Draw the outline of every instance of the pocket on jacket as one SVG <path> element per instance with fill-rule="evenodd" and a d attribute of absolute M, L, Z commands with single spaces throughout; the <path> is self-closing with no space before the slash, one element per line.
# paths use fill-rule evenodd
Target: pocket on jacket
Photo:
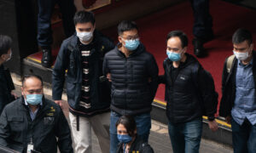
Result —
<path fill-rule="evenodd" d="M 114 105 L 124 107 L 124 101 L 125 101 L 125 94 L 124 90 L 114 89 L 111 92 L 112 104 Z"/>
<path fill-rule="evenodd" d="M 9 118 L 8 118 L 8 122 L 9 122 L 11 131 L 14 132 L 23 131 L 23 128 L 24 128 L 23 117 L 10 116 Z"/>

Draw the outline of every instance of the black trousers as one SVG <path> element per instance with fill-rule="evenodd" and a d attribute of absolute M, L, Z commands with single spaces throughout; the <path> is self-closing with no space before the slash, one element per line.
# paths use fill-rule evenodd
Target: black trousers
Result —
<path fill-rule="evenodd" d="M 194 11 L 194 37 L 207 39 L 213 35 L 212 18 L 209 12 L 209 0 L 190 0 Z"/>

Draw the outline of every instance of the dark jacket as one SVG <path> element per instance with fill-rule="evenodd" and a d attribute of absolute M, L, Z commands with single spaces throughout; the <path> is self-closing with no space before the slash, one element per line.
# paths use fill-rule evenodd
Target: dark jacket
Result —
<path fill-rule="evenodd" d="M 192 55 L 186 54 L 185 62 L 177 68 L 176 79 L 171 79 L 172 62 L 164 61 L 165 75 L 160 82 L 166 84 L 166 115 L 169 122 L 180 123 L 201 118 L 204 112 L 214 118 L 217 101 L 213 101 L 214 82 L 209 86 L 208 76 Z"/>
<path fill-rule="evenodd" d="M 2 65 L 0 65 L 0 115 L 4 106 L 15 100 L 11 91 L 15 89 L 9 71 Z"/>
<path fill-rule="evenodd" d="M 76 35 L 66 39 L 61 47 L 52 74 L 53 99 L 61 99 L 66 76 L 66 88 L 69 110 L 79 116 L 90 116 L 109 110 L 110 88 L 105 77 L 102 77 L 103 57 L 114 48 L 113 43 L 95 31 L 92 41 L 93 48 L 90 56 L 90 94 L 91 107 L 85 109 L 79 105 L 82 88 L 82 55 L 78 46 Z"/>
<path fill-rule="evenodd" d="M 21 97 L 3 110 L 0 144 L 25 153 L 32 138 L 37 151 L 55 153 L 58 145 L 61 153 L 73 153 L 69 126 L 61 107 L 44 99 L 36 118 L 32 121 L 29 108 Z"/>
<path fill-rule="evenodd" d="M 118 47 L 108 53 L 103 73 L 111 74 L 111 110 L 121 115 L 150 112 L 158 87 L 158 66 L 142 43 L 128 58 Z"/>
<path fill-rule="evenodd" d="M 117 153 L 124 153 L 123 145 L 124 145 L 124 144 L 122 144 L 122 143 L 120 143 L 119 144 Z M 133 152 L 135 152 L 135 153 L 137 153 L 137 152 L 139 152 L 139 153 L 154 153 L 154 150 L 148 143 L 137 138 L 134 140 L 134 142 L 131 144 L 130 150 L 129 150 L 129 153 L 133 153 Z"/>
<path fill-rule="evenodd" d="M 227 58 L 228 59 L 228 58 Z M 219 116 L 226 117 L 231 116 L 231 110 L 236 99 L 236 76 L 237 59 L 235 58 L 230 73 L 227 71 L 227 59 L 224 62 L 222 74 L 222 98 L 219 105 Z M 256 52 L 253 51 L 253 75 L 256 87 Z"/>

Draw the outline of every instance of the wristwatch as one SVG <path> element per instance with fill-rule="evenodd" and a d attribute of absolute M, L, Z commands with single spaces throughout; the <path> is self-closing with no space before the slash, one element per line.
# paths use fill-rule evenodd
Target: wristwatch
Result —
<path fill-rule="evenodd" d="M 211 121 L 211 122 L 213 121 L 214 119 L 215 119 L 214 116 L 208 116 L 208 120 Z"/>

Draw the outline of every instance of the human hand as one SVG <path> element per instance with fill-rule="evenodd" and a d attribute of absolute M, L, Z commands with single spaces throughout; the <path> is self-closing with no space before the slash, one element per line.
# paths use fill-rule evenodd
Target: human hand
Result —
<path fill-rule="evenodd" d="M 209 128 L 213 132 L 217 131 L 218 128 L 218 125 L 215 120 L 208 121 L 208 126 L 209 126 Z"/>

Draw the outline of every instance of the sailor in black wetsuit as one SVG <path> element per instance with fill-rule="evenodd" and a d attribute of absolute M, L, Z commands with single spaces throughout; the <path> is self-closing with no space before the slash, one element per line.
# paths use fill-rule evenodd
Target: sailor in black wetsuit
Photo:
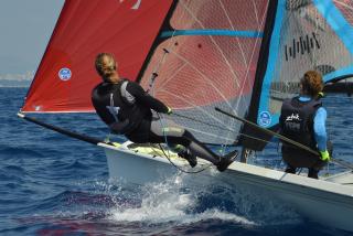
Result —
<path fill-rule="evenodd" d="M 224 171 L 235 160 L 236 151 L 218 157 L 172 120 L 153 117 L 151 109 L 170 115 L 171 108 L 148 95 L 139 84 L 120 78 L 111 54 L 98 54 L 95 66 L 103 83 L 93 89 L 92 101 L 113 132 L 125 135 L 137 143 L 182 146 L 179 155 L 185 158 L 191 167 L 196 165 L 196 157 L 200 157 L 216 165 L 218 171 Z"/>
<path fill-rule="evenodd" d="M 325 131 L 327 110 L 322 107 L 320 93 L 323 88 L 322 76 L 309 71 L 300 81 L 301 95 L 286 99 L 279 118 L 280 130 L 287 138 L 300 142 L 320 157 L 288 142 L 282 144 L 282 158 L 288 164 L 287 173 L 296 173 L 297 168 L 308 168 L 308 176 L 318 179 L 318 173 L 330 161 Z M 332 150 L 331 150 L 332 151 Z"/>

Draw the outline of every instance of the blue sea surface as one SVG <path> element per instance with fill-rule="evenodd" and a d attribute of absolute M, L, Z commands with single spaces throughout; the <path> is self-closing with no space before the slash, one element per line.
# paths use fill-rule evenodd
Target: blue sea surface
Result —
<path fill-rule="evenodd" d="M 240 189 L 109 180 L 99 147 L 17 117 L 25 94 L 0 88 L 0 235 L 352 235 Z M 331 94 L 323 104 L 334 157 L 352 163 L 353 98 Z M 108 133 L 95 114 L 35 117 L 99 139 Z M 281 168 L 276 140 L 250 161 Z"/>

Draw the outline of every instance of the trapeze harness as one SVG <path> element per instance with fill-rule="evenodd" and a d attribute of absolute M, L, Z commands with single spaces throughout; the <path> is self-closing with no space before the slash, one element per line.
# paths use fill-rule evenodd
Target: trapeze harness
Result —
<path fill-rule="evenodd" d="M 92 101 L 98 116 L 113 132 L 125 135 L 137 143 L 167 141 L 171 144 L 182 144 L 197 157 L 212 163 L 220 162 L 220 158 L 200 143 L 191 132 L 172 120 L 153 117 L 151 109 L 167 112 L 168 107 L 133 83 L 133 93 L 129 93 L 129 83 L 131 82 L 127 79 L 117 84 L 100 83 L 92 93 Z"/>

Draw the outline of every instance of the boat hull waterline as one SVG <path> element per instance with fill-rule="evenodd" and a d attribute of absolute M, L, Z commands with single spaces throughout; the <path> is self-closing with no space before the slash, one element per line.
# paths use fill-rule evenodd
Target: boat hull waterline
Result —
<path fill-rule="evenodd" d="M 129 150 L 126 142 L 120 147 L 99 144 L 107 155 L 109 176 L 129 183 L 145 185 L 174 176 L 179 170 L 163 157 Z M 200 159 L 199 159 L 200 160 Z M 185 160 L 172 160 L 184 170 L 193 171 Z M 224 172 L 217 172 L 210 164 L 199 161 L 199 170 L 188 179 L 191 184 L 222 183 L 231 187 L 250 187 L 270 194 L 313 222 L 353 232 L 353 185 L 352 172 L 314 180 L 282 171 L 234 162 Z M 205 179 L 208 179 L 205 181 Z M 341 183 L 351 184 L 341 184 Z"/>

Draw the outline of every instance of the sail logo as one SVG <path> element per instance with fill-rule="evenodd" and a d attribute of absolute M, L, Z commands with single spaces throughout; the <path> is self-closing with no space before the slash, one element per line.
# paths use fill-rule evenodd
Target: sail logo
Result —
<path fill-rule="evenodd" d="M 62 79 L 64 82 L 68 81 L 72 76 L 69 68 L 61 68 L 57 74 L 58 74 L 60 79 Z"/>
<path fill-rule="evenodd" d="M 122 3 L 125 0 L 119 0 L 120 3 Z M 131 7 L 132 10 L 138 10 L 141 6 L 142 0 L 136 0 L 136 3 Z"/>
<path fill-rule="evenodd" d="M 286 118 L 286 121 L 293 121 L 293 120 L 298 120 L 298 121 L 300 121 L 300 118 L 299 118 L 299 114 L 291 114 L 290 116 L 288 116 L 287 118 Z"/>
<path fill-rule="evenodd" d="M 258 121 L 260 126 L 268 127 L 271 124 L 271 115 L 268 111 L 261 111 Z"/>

════════════════

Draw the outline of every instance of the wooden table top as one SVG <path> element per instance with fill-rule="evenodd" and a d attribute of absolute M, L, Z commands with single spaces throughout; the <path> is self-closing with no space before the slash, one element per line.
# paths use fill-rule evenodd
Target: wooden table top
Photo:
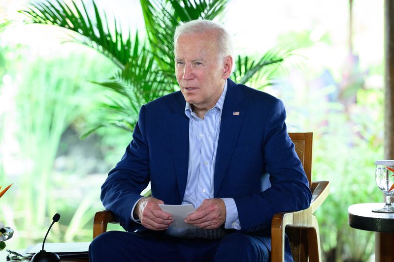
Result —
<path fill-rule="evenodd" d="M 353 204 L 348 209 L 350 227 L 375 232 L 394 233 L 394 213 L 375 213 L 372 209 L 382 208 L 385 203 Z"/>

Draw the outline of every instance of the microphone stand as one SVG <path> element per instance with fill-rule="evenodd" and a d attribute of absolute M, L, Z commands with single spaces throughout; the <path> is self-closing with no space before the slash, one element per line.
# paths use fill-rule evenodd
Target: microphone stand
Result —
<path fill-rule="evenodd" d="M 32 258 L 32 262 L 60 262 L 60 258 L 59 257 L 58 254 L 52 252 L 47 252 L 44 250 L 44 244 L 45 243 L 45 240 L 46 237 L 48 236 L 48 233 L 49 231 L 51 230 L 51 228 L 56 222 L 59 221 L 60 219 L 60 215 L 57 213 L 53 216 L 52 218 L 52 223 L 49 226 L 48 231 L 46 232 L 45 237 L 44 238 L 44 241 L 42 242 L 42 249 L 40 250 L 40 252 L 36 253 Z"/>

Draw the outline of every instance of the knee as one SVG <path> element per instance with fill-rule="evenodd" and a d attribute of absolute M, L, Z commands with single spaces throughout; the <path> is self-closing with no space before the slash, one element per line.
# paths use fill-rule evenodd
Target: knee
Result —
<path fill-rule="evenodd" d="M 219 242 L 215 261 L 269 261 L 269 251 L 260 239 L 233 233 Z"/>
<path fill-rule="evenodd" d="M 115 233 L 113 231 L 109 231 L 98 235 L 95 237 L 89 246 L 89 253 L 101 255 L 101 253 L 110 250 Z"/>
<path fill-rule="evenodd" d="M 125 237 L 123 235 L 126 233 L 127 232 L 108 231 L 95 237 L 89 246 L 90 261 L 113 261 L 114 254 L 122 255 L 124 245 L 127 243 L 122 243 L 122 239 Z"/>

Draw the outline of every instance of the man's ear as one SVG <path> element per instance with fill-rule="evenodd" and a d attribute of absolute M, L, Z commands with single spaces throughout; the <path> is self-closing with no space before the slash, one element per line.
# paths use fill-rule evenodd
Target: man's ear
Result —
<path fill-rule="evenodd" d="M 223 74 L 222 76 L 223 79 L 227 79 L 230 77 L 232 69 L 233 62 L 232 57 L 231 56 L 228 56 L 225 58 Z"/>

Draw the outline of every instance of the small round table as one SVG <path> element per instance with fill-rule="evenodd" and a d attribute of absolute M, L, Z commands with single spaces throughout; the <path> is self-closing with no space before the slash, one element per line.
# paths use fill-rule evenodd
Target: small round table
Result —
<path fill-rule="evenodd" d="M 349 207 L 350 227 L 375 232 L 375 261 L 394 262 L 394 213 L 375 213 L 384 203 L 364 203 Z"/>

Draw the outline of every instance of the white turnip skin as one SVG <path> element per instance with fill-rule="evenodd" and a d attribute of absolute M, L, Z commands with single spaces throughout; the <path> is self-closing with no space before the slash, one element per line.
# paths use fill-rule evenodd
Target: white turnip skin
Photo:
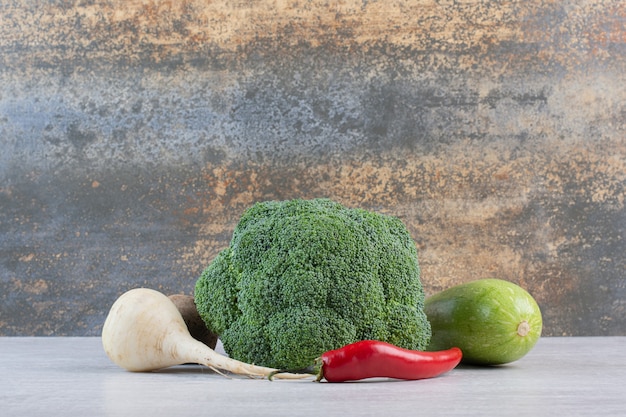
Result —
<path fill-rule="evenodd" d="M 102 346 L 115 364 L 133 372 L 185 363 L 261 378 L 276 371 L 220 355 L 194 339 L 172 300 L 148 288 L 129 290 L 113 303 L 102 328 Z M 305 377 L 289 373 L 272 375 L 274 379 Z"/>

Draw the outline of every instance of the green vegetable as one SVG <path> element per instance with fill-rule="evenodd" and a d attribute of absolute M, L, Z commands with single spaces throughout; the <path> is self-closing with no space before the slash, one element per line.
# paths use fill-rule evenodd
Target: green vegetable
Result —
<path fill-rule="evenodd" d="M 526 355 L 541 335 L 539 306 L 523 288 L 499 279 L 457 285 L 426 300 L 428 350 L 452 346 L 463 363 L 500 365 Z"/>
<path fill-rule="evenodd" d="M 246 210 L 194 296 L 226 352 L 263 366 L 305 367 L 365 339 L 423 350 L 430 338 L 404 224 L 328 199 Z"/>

════════════════

TASK OBJECTIVE: Reproduce verbatim the records from the line containing "Draw the outline of every instance of the white" through the line containing "246 210 L 194", including both of those lines, and omit the pictures from your copy.

ANSWER TO THIS PROBLEM:
Draw the outline of every instance of the white turnip skin as one SVG <path> element per instance with fill-rule="evenodd" and a d attribute of absolute M, L, Z commands with single spaces throughout; the <path> is self-closing with no space before the slash, one element per line.
# paths use fill-rule evenodd
Target: white turnip skin
Photo:
Result —
<path fill-rule="evenodd" d="M 102 346 L 115 364 L 133 372 L 185 363 L 261 378 L 276 371 L 220 355 L 194 339 L 172 300 L 148 288 L 129 290 L 113 303 L 102 328 Z M 305 377 L 289 373 L 272 375 L 274 379 Z"/>

Draw the outline of every instance of the green vegetable as one SVG <path> element per instance with fill-rule="evenodd" and a d attribute of absolute M, L, Z commands with single spaces throughout; the <path> is self-closing with no space before the slash, one element per line.
# paths use fill-rule evenodd
Target: green vegetable
Result —
<path fill-rule="evenodd" d="M 526 355 L 541 335 L 539 306 L 523 288 L 499 279 L 457 285 L 426 300 L 428 350 L 452 346 L 463 363 L 500 365 Z"/>
<path fill-rule="evenodd" d="M 246 210 L 194 296 L 226 352 L 263 366 L 305 367 L 365 339 L 423 350 L 430 338 L 404 224 L 328 199 Z"/>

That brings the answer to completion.